— Written request —
Exactly and only the lines from the one containing "Target: black swimsuit" through the close of the entries below are to be set down.

— Data supplied —
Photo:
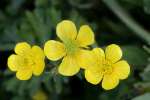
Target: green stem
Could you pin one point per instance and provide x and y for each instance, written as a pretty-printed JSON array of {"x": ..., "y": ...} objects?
[{"x": 132, "y": 24}]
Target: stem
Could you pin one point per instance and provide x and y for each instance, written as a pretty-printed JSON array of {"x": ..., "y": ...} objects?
[{"x": 132, "y": 24}]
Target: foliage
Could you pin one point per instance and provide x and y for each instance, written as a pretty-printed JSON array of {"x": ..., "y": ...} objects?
[{"x": 34, "y": 21}]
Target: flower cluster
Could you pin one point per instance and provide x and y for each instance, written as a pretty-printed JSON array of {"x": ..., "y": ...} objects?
[{"x": 74, "y": 50}]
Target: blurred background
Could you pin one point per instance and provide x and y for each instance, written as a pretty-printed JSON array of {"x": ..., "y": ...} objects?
[{"x": 123, "y": 22}]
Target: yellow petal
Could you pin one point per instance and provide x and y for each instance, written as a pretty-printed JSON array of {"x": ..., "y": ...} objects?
[
  {"x": 99, "y": 55},
  {"x": 38, "y": 68},
  {"x": 66, "y": 30},
  {"x": 85, "y": 58},
  {"x": 14, "y": 62},
  {"x": 122, "y": 69},
  {"x": 93, "y": 77},
  {"x": 69, "y": 66},
  {"x": 22, "y": 48},
  {"x": 113, "y": 53},
  {"x": 54, "y": 50},
  {"x": 38, "y": 53},
  {"x": 85, "y": 36},
  {"x": 110, "y": 82},
  {"x": 24, "y": 74}
]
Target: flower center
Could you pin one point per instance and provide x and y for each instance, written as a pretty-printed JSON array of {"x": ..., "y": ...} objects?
[
  {"x": 107, "y": 67},
  {"x": 27, "y": 62},
  {"x": 71, "y": 47}
]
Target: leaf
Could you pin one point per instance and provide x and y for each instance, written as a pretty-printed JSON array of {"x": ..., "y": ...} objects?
[
  {"x": 146, "y": 74},
  {"x": 135, "y": 55},
  {"x": 145, "y": 96}
]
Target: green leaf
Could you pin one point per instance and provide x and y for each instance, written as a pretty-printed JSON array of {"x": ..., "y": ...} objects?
[
  {"x": 145, "y": 96},
  {"x": 135, "y": 55}
]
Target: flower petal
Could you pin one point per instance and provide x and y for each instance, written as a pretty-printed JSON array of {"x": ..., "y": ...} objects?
[
  {"x": 110, "y": 82},
  {"x": 66, "y": 30},
  {"x": 38, "y": 53},
  {"x": 14, "y": 62},
  {"x": 85, "y": 36},
  {"x": 22, "y": 47},
  {"x": 85, "y": 58},
  {"x": 93, "y": 77},
  {"x": 113, "y": 53},
  {"x": 99, "y": 55},
  {"x": 122, "y": 69},
  {"x": 69, "y": 66},
  {"x": 24, "y": 74},
  {"x": 38, "y": 67},
  {"x": 54, "y": 50}
]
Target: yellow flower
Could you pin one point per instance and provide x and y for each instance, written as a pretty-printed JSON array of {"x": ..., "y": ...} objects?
[
  {"x": 107, "y": 67},
  {"x": 72, "y": 50},
  {"x": 40, "y": 95},
  {"x": 26, "y": 61}
]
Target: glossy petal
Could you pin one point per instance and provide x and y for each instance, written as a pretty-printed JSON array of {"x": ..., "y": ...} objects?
[
  {"x": 22, "y": 48},
  {"x": 38, "y": 53},
  {"x": 66, "y": 30},
  {"x": 113, "y": 53},
  {"x": 93, "y": 77},
  {"x": 54, "y": 50},
  {"x": 14, "y": 62},
  {"x": 122, "y": 69},
  {"x": 69, "y": 66},
  {"x": 85, "y": 58},
  {"x": 99, "y": 55},
  {"x": 38, "y": 68},
  {"x": 24, "y": 74},
  {"x": 110, "y": 82},
  {"x": 85, "y": 36}
]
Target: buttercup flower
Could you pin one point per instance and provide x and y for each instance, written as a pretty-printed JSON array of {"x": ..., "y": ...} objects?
[
  {"x": 107, "y": 67},
  {"x": 27, "y": 61},
  {"x": 72, "y": 50},
  {"x": 40, "y": 95}
]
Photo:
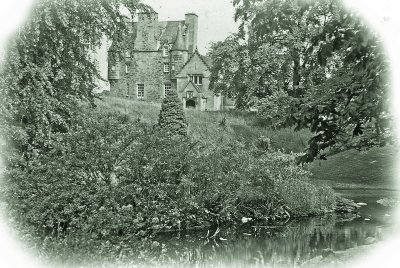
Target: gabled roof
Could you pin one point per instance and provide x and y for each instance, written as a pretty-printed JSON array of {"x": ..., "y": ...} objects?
[
  {"x": 169, "y": 30},
  {"x": 202, "y": 58},
  {"x": 198, "y": 89}
]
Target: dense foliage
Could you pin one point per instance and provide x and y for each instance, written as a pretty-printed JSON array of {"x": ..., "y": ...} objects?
[
  {"x": 114, "y": 179},
  {"x": 308, "y": 64},
  {"x": 86, "y": 179},
  {"x": 49, "y": 67},
  {"x": 172, "y": 118}
]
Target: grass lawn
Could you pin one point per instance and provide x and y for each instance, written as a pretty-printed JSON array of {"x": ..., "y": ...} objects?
[
  {"x": 240, "y": 125},
  {"x": 372, "y": 169}
]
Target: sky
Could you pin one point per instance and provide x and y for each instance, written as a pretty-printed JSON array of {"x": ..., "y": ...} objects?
[{"x": 215, "y": 24}]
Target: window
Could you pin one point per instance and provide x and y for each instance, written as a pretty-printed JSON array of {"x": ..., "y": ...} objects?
[
  {"x": 166, "y": 67},
  {"x": 140, "y": 91},
  {"x": 197, "y": 79},
  {"x": 165, "y": 51},
  {"x": 167, "y": 89},
  {"x": 189, "y": 94}
]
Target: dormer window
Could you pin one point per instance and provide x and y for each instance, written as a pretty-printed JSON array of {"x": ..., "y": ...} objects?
[
  {"x": 196, "y": 79},
  {"x": 166, "y": 67},
  {"x": 165, "y": 51}
]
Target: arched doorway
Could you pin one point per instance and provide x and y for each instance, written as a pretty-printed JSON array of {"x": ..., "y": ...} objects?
[{"x": 191, "y": 104}]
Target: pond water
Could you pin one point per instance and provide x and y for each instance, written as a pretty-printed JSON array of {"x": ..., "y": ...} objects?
[{"x": 292, "y": 244}]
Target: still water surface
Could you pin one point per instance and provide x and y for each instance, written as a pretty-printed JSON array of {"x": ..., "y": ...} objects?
[{"x": 292, "y": 244}]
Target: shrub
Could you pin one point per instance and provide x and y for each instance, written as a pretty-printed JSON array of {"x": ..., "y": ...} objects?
[
  {"x": 112, "y": 180},
  {"x": 172, "y": 118}
]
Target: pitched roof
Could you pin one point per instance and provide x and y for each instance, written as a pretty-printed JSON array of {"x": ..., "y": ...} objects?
[
  {"x": 169, "y": 30},
  {"x": 179, "y": 42},
  {"x": 196, "y": 87},
  {"x": 204, "y": 59}
]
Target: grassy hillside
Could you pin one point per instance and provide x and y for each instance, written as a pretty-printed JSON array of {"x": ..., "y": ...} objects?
[
  {"x": 207, "y": 125},
  {"x": 352, "y": 169},
  {"x": 372, "y": 169}
]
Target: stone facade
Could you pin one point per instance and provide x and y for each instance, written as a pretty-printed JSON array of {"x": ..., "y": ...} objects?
[{"x": 160, "y": 56}]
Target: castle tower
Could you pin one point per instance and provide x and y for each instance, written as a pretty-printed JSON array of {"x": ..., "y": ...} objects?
[
  {"x": 147, "y": 31},
  {"x": 191, "y": 20},
  {"x": 113, "y": 63},
  {"x": 179, "y": 51}
]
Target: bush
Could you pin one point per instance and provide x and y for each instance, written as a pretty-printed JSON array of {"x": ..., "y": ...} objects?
[{"x": 114, "y": 179}]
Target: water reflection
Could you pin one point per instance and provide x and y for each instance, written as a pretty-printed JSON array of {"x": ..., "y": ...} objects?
[{"x": 290, "y": 245}]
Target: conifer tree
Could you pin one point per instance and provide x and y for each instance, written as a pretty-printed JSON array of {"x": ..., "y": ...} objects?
[{"x": 172, "y": 118}]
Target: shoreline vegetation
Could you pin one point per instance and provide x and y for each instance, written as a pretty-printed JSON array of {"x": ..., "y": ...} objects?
[{"x": 117, "y": 177}]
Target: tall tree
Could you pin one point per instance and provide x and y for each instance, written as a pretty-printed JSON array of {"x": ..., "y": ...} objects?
[
  {"x": 49, "y": 67},
  {"x": 338, "y": 83}
]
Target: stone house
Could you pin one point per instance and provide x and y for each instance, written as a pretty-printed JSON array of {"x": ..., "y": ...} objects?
[{"x": 159, "y": 56}]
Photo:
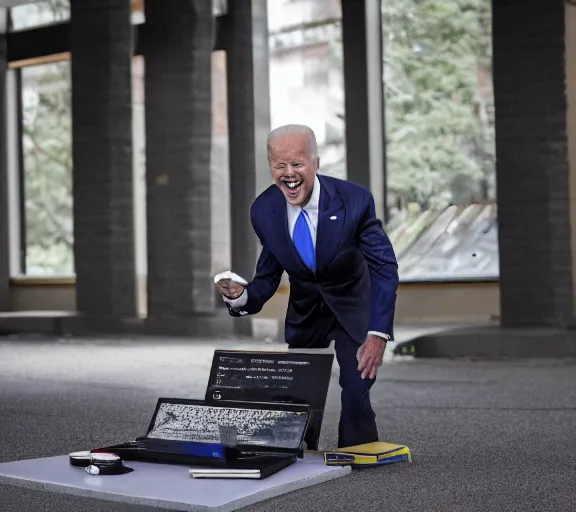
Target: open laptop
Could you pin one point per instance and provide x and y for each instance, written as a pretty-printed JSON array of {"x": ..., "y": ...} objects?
[{"x": 279, "y": 377}]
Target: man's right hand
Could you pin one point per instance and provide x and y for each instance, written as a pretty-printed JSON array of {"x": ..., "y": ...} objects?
[{"x": 230, "y": 289}]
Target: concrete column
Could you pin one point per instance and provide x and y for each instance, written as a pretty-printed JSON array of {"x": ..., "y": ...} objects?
[
  {"x": 570, "y": 60},
  {"x": 364, "y": 98},
  {"x": 245, "y": 29},
  {"x": 533, "y": 173},
  {"x": 101, "y": 47},
  {"x": 4, "y": 209},
  {"x": 178, "y": 109}
]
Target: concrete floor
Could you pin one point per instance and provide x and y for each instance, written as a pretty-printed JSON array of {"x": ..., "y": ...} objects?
[{"x": 485, "y": 436}]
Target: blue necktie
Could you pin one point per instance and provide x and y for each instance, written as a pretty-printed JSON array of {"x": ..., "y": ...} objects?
[{"x": 303, "y": 241}]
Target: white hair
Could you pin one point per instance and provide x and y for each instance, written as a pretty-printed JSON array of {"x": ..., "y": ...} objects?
[{"x": 291, "y": 129}]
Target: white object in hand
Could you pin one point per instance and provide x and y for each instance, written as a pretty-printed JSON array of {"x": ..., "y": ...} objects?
[{"x": 230, "y": 275}]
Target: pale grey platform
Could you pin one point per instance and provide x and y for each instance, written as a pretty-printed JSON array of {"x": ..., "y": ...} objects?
[{"x": 166, "y": 486}]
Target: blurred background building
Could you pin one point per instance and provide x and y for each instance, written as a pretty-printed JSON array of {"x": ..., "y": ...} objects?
[{"x": 401, "y": 95}]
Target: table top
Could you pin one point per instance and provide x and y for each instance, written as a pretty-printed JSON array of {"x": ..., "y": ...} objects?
[{"x": 166, "y": 486}]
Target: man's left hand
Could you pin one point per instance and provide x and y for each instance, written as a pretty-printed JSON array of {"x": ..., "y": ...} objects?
[{"x": 371, "y": 356}]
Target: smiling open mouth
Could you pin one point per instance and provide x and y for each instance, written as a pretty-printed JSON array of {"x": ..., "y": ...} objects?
[{"x": 292, "y": 185}]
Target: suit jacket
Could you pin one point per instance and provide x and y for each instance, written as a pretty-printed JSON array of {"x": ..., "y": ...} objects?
[{"x": 356, "y": 277}]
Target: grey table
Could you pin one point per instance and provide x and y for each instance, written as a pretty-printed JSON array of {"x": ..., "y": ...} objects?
[{"x": 166, "y": 486}]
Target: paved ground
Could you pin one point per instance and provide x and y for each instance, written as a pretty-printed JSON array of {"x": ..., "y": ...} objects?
[{"x": 497, "y": 436}]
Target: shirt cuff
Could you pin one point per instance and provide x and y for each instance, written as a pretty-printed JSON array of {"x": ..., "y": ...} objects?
[
  {"x": 238, "y": 302},
  {"x": 380, "y": 335}
]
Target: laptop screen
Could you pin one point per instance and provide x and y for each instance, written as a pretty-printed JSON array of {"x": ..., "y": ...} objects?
[
  {"x": 261, "y": 376},
  {"x": 264, "y": 425}
]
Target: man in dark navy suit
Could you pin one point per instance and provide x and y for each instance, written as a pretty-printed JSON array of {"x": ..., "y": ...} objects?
[{"x": 343, "y": 272}]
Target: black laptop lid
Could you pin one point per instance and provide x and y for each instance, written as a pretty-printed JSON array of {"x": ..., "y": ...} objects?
[{"x": 270, "y": 377}]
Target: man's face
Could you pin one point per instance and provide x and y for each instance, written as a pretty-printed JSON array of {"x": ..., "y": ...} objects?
[{"x": 293, "y": 167}]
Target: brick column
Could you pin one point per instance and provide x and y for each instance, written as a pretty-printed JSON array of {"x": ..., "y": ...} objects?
[
  {"x": 364, "y": 98},
  {"x": 246, "y": 40},
  {"x": 532, "y": 163},
  {"x": 101, "y": 45},
  {"x": 178, "y": 63},
  {"x": 4, "y": 219},
  {"x": 570, "y": 59}
]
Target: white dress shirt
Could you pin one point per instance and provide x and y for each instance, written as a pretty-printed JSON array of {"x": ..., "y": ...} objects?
[{"x": 292, "y": 213}]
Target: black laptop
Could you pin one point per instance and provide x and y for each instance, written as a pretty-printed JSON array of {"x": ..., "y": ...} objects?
[
  {"x": 275, "y": 377},
  {"x": 234, "y": 439}
]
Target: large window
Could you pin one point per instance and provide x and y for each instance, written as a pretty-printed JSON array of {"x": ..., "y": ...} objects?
[
  {"x": 36, "y": 14},
  {"x": 47, "y": 169},
  {"x": 306, "y": 77},
  {"x": 440, "y": 138}
]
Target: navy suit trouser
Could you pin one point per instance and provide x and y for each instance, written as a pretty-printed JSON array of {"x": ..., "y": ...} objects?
[
  {"x": 357, "y": 418},
  {"x": 357, "y": 423}
]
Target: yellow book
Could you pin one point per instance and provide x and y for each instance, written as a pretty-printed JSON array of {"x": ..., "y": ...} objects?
[{"x": 370, "y": 454}]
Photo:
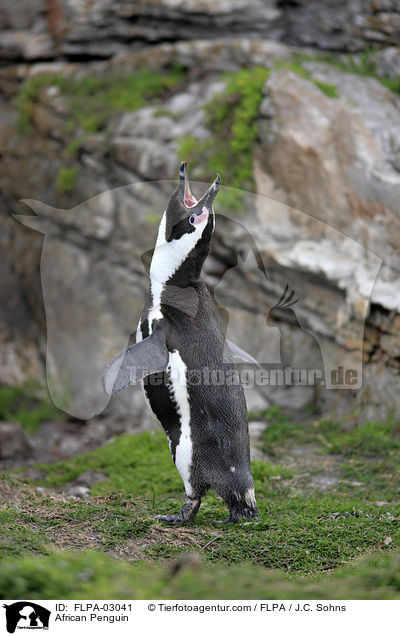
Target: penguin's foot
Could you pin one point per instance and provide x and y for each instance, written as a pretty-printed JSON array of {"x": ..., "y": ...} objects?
[{"x": 186, "y": 514}]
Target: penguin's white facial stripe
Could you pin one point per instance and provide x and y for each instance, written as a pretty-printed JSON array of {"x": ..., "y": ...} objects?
[
  {"x": 178, "y": 388},
  {"x": 203, "y": 216},
  {"x": 169, "y": 255}
]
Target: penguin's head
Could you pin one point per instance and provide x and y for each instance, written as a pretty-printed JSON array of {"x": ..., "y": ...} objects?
[{"x": 185, "y": 232}]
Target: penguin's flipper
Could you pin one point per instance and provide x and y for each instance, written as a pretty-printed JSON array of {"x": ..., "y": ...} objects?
[
  {"x": 138, "y": 361},
  {"x": 237, "y": 352}
]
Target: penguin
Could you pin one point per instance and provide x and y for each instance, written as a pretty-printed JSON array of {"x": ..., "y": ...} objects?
[{"x": 181, "y": 355}]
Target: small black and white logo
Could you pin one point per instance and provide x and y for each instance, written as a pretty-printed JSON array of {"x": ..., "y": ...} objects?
[{"x": 26, "y": 615}]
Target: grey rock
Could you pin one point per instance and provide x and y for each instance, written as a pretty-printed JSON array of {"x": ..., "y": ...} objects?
[{"x": 13, "y": 441}]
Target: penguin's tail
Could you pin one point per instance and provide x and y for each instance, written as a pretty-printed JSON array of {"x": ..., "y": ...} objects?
[{"x": 242, "y": 505}]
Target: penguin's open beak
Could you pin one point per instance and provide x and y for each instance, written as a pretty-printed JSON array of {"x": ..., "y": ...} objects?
[{"x": 188, "y": 197}]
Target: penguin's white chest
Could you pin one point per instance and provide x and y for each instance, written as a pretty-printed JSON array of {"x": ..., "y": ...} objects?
[{"x": 178, "y": 388}]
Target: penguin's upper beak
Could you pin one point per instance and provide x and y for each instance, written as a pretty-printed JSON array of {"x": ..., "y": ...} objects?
[{"x": 186, "y": 194}]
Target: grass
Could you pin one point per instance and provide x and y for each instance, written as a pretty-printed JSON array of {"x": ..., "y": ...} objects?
[
  {"x": 89, "y": 574},
  {"x": 369, "y": 453},
  {"x": 303, "y": 531},
  {"x": 29, "y": 405}
]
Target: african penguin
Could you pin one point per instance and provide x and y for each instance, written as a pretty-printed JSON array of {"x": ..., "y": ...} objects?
[{"x": 180, "y": 352}]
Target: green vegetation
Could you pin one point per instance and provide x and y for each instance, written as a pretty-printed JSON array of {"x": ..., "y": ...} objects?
[
  {"x": 29, "y": 405},
  {"x": 231, "y": 119},
  {"x": 66, "y": 179},
  {"x": 92, "y": 99},
  {"x": 364, "y": 64}
]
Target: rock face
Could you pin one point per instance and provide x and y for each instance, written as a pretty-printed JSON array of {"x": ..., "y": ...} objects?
[
  {"x": 324, "y": 216},
  {"x": 47, "y": 29}
]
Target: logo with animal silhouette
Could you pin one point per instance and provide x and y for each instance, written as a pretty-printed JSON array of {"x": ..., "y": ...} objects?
[{"x": 26, "y": 615}]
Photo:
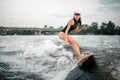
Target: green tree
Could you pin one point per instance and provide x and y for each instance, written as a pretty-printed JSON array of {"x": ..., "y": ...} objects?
[{"x": 110, "y": 28}]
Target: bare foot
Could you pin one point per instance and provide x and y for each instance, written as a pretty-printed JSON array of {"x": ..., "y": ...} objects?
[{"x": 83, "y": 58}]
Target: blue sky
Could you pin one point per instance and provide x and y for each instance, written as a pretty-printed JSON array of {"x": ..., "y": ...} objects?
[{"x": 37, "y": 13}]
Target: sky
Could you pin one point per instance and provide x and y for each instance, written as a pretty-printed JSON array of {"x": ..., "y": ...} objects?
[{"x": 37, "y": 13}]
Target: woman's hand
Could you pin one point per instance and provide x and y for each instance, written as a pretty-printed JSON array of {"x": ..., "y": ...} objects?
[{"x": 84, "y": 27}]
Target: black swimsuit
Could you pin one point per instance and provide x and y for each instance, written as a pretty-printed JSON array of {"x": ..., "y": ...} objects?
[{"x": 71, "y": 28}]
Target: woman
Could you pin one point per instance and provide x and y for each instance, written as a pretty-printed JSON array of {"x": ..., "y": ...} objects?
[{"x": 73, "y": 24}]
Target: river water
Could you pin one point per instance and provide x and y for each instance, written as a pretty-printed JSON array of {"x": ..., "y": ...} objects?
[{"x": 45, "y": 57}]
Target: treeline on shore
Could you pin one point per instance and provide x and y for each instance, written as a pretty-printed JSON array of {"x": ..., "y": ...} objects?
[{"x": 105, "y": 29}]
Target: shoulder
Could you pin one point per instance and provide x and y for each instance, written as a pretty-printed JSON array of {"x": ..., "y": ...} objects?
[{"x": 71, "y": 21}]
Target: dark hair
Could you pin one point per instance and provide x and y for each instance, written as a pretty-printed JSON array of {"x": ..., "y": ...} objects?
[{"x": 79, "y": 21}]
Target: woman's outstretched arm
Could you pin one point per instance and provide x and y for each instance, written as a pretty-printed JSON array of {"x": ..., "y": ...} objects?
[{"x": 79, "y": 29}]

— Reply to the exercise —
Target: black swimsuit
Could you pin one point per instance and provide x and y for each instance, written as a pretty-printed JSON array of {"x": ..., "y": ...} objects?
[{"x": 71, "y": 28}]
Target: woman
Could you pin one point per instance and provide x and y for each instance, written as a pretty-printed JSON array of {"x": ..., "y": ...} objects?
[{"x": 73, "y": 24}]
Target: river water
Could you pin one point per instance and provide x and y for each instance, written as a pretty-printed JSON array of {"x": ..., "y": ...} objects?
[{"x": 45, "y": 57}]
Target: treeline on shore
Could you pin one point per instance and provide x and y for each instance, written as a pretty-printed JSON array of {"x": ..., "y": ...} objects?
[{"x": 105, "y": 29}]
Target: shoulder
Could you pin one point per instance and provide x and y for each instance, written as a pretty-printed JSON array of {"x": ..., "y": ...} objects?
[{"x": 71, "y": 21}]
Target: dark hair
Could you pin one point per instance and provide x and y for each instance, written as a pretty-printed JSON array of {"x": ..., "y": ...} objects?
[{"x": 79, "y": 21}]
Target: woman's outstretched arm
Could you pin one point per instance and provide x and y for each instance, written as a pretty-printed JSON array of {"x": ..., "y": ...} objects?
[{"x": 79, "y": 29}]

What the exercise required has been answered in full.